DOCUMENT PASSAGE:

== == ==

Measuring a turning or spiral staircase: critical points

On a turning staircase, three areas often pose problems more than the rest of the route.

  • The rotation landing (or quarter-turn): this is where the furniture must pivot. Measure the free diagonal of the landing, not just its width. A square landing one meter on each side offers a diagonal of about 1.40 m, which changes the game for a three-seater sofa.
  • The height at the lowest point of the sloping ceiling: in many old buildings, the underside of the upper flight descends above the landing. Measure the height at the precise spot where you will need to tilt the furniture to turn.
  • The handrail and the balusters: they reduce the usable width of the passage. Check if the handrail can be temporarily removed, as these few centimeters gained can sometimes unblock the situation.

For a spiral staircase, the inner radius is the limiting factor. Rigid furniture whose smallest dimension exceeds this radius simply will not pass, regardless of the carrier’s skill.

Case of stairwells in old buildings

Haussmannian buildings or those constructed before the 1960s often have narrower stairwells than recent constructions. The steps may be higher, and the landings shorter. The sloping ceiling above the landing is the most common trap in these configurations. Before any bulky purchase, a precise measurement of this area avoids costly returns.

Tilting, pivoting, disassembling: the three options for a tight passage

When the measurements reveal a borderline passage, three strategies are available to you, in order of simplicity.

The first is to tilt the furniture on its narrowest edge. A sofa placed on its side sometimes loses half of its apparent depth. This technique works well in straight staircases but becomes risky in turns where the tilted furniture can scratch the walls or strain the structure.

== == ==

WRITTEN TASK: According to the staircase measurement guide, what is the approximate diagonal of a square landing that measures one meter on each side?

Stored data entries
== == ==

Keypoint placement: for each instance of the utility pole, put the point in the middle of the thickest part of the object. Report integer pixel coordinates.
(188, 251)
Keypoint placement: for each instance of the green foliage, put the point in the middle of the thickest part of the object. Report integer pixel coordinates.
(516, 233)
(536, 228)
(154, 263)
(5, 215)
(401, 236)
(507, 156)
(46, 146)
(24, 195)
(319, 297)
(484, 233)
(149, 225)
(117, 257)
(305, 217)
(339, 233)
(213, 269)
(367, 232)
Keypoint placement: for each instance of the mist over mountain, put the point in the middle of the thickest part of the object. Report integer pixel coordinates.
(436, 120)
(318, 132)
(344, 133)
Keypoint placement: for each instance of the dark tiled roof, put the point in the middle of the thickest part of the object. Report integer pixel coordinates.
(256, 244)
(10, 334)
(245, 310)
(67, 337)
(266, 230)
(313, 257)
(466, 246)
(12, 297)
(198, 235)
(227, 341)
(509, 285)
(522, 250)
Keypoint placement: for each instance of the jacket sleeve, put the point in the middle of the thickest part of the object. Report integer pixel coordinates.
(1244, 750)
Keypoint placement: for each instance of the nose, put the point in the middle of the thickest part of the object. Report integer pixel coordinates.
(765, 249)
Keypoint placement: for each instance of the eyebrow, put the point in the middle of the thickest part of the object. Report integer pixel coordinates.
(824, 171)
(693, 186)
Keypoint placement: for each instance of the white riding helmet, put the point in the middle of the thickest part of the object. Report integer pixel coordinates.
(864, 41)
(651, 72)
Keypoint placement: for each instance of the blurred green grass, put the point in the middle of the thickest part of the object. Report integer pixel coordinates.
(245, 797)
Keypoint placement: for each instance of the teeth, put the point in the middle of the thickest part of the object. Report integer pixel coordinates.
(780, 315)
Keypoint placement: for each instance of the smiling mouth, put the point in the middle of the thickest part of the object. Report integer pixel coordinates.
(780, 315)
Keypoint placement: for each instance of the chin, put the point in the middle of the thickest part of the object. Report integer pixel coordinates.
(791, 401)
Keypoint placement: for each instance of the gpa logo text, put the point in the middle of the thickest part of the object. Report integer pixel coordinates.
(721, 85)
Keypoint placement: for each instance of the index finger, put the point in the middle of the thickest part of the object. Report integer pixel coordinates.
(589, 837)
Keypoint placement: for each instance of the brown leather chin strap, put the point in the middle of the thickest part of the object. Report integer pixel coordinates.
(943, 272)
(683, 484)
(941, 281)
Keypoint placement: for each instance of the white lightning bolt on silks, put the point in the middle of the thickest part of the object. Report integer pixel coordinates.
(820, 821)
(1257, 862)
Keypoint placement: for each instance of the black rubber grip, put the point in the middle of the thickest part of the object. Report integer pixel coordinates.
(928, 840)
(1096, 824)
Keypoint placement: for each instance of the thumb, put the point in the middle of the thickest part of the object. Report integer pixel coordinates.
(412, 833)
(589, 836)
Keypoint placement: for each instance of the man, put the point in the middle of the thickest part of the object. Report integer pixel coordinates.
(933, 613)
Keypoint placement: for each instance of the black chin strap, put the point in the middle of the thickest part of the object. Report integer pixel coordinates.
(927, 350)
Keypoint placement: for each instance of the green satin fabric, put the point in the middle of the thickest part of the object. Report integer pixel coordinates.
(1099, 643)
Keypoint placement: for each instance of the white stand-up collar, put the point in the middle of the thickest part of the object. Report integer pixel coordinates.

== == ==

ANSWER: About 1.40 m.